- _GIVEN TASK_
In the stretch from the start of the items through the line containing "[527,312,616,362]", switch every "jacket" to "blazer" and write those lines out again with nothing else altered.

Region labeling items
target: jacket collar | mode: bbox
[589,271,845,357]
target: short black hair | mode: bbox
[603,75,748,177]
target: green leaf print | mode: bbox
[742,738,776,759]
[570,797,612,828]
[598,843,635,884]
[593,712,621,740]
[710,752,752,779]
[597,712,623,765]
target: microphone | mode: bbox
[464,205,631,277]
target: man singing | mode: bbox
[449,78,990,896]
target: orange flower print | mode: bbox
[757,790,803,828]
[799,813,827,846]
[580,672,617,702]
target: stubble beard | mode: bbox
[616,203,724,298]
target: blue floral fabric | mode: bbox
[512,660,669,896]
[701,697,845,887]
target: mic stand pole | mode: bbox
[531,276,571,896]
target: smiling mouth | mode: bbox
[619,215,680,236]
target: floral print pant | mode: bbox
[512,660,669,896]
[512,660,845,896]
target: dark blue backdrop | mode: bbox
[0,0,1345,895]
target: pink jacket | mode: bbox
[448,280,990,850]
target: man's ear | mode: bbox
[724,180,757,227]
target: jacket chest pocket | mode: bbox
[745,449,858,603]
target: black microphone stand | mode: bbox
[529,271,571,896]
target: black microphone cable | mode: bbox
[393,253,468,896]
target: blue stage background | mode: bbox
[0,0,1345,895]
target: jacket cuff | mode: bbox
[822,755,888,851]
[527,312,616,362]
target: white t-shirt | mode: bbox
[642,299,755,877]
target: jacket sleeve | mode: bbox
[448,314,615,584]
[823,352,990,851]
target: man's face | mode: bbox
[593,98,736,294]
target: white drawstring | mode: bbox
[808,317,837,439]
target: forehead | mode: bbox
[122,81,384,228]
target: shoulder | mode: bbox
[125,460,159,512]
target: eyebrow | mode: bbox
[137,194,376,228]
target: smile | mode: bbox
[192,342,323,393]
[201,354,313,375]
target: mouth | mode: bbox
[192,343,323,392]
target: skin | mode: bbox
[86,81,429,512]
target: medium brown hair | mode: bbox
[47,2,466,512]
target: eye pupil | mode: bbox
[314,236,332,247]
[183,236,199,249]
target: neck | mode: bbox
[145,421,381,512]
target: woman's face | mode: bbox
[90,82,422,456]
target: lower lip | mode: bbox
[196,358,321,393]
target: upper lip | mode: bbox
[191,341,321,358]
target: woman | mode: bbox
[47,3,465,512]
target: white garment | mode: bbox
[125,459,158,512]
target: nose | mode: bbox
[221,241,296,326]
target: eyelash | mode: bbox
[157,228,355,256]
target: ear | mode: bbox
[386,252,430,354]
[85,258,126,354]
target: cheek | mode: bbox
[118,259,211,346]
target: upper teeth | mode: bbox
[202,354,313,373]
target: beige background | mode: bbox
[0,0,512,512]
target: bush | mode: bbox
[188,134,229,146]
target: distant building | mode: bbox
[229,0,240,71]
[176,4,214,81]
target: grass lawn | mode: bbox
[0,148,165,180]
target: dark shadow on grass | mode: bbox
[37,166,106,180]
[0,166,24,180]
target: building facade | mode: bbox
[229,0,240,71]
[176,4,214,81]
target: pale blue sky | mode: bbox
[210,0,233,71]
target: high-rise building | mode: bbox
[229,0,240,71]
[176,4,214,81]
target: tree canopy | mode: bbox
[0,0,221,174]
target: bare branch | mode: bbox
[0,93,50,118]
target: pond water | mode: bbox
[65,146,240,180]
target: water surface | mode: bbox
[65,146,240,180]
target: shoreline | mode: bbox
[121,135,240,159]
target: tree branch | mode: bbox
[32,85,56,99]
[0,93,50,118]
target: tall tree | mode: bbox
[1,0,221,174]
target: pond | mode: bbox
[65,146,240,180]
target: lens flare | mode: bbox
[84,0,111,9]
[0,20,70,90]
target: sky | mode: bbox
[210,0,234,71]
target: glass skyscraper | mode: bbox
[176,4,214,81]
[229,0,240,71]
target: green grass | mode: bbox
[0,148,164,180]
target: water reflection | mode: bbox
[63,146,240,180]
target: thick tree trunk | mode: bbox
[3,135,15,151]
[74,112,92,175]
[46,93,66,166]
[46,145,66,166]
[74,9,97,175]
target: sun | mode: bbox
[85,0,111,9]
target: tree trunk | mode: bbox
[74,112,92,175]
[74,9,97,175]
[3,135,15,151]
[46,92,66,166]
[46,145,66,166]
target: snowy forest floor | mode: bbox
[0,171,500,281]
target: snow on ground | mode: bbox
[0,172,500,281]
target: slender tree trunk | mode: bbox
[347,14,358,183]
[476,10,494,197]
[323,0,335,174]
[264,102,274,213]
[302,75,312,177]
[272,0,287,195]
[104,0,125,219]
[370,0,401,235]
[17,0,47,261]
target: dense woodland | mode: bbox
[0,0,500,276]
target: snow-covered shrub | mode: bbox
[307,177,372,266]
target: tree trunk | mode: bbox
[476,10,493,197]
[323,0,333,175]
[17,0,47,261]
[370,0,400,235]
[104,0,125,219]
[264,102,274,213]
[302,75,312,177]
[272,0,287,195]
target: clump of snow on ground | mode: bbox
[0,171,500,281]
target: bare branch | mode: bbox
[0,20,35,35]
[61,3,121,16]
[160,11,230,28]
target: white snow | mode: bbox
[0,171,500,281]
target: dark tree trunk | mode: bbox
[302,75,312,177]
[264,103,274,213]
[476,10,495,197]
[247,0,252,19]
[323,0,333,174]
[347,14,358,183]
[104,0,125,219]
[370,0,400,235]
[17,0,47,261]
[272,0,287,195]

- _CORRECT RESULT_
target: blazer collar | mode: bbox
[589,271,845,357]
target: short black hair | mode: bbox
[603,75,748,177]
target: green leaf print | mode: bbox
[742,738,776,759]
[570,797,612,828]
[598,843,635,884]
[593,712,621,740]
[710,752,752,779]
[597,712,623,765]
target: microphone | mode: bbox
[464,205,631,277]
target: man singing | mode: bbox
[449,78,990,896]
target: orange flower print | mode: bbox
[757,790,803,828]
[799,813,827,846]
[580,672,617,702]
target: stubble beard | mode: bbox
[616,203,724,298]
target: blue floral fabric | mode: bbox
[512,660,669,896]
[701,697,845,887]
target: mic stand pole | mode: bbox
[531,276,571,896]
target: smiling mouth | mode: bbox
[619,215,680,236]
target: floral print pant | mode: bbox
[512,660,669,896]
[512,660,845,896]
target: dark blue backdrop | mode: bbox
[0,0,1345,895]
target: pink blazer | mode: bbox
[448,280,990,850]
target: man's ear | mode: bbox
[724,180,757,227]
target: blazer chest pocket | mode: bbox
[745,449,858,603]
target: black microphone stand | mode: bbox
[529,271,571,896]
target: black microphone cable | mode: bbox
[393,253,468,896]
target: blue stage background | mode: bbox
[0,0,1345,895]
target: blazer cuff | mode: bbox
[822,755,888,851]
[527,312,616,362]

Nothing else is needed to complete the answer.